EXTRACT TO READ
START

US 5786756 A
A fire alarm system comprises detectors with sensors for monitoring fire index quantities. The sensors generate corresponding sensor signals which are delivered to an analysis stage, in which the probability of a future false alarm is assessed and, if a defined magnitude of probability exists, an information signal is produced.
1. A method for preventing false alarms in a fire alarm system of the type comprising detectors having one or more sensors for monitoring fire index quantities and for emitting corresponding sensor signals from which hazard signals are derived in a signal processing operation, comprising the steps of:
analyzing a sensor signal during a defined first interval;
calculating the probability of a false alarm in a subsequent second interval; and
generating a warning signal to indicate the likelihood of a false alarm if the probability exceeds a defined value.
2. The method according to claim 1, wherein the length of the second interval is approximately equal to that of the first interval.

END

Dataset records
START

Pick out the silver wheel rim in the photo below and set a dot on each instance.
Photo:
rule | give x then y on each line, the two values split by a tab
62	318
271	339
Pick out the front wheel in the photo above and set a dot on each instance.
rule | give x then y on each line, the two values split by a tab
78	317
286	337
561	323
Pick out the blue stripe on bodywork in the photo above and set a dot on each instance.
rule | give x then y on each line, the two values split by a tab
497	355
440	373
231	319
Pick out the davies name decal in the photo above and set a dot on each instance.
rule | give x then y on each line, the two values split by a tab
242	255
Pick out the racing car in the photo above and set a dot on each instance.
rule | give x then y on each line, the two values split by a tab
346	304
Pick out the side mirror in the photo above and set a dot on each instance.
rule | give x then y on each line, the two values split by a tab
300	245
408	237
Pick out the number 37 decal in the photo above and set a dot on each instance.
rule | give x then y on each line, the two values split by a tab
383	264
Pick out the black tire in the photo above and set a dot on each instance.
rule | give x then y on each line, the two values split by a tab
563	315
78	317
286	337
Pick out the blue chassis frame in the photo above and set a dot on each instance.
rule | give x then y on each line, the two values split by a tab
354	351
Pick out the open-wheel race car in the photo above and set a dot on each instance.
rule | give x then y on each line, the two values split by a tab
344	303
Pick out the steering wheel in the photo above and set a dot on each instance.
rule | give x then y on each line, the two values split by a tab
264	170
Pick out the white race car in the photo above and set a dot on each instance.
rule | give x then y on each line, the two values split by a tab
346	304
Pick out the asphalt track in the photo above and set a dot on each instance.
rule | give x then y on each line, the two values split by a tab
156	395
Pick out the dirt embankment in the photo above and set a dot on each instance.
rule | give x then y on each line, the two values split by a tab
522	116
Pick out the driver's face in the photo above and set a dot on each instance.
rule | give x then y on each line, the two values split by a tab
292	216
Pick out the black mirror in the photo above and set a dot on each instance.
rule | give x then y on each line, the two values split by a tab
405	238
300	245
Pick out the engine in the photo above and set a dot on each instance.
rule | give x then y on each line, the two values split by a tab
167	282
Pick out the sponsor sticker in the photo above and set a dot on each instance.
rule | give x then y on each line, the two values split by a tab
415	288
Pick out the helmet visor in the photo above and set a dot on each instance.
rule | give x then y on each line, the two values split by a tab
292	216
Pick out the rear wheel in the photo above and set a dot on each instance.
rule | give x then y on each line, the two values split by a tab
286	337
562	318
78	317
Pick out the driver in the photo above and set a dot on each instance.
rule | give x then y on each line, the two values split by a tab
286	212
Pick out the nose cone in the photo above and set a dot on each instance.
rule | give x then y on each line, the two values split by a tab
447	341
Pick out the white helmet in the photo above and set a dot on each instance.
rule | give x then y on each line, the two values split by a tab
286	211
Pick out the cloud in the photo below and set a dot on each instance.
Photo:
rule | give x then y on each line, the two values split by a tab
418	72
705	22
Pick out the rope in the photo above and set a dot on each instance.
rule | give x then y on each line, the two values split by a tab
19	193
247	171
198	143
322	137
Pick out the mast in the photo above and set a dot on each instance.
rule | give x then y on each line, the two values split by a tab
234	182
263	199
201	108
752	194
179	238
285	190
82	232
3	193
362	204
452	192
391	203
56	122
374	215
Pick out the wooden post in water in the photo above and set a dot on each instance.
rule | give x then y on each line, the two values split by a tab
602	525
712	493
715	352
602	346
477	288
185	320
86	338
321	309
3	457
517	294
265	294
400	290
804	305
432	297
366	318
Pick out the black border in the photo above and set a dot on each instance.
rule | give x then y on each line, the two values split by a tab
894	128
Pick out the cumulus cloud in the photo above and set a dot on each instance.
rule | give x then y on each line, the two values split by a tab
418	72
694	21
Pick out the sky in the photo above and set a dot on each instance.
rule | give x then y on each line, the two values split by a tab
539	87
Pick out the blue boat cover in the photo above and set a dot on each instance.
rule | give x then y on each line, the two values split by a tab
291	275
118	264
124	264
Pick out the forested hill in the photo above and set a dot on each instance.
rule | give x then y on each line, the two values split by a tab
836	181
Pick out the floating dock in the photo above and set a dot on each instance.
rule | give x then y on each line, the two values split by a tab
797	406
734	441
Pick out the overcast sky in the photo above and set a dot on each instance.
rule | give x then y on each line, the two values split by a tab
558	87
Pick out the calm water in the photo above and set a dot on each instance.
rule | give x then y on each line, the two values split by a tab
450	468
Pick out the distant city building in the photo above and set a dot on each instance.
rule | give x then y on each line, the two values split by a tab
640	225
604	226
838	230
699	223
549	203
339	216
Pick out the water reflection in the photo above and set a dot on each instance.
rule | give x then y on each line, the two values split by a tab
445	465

END

BRIEF
In the fire alarm patent text, what does the method generate when the probability of a false alarm exceeds a defined value?

TASK RESPONSE
It generates a warning signal to indicate the likelihood of a false alarm.